[What to produce]
Quote the listing below word for word, leaving out the pictures.

[Material for this exercise]
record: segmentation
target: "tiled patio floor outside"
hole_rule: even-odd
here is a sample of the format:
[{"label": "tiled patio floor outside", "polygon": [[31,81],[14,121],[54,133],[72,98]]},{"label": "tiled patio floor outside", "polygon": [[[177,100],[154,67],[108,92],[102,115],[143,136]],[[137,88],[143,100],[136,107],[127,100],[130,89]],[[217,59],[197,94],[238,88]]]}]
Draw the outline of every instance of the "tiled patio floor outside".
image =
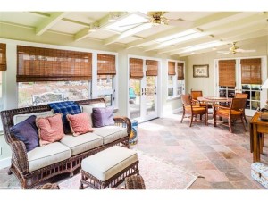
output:
[{"label": "tiled patio floor outside", "polygon": [[[226,126],[214,127],[212,119],[208,126],[199,122],[192,127],[189,119],[182,123],[180,119],[180,113],[140,123],[138,144],[131,147],[203,175],[190,189],[264,188],[250,176],[248,124],[245,132],[238,121],[230,133]],[[268,147],[264,153],[262,162],[268,163]]]}]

[Task answer]
record: segmentation
target: "tiled patio floor outside"
hole_rule: even-odd
here is a sample of the format:
[{"label": "tiled patio floor outside", "polygon": [[31,81],[14,121],[54,133],[72,98]]},{"label": "tiled patio floor outside", "polygon": [[[177,100],[154,67],[108,92],[102,115],[143,136]],[[137,88],[143,100],[136,107],[127,100],[130,89]],[[217,59],[197,94],[238,88]]]}]
Draw the outline of every instance of the "tiled patio floor outside".
image =
output:
[{"label": "tiled patio floor outside", "polygon": [[[226,126],[214,127],[212,119],[208,126],[199,122],[192,127],[189,119],[182,123],[180,119],[180,113],[140,123],[138,144],[131,147],[203,175],[190,189],[264,188],[250,176],[248,124],[245,132],[238,121],[230,133]],[[268,147],[264,153],[262,162],[268,163]]]}]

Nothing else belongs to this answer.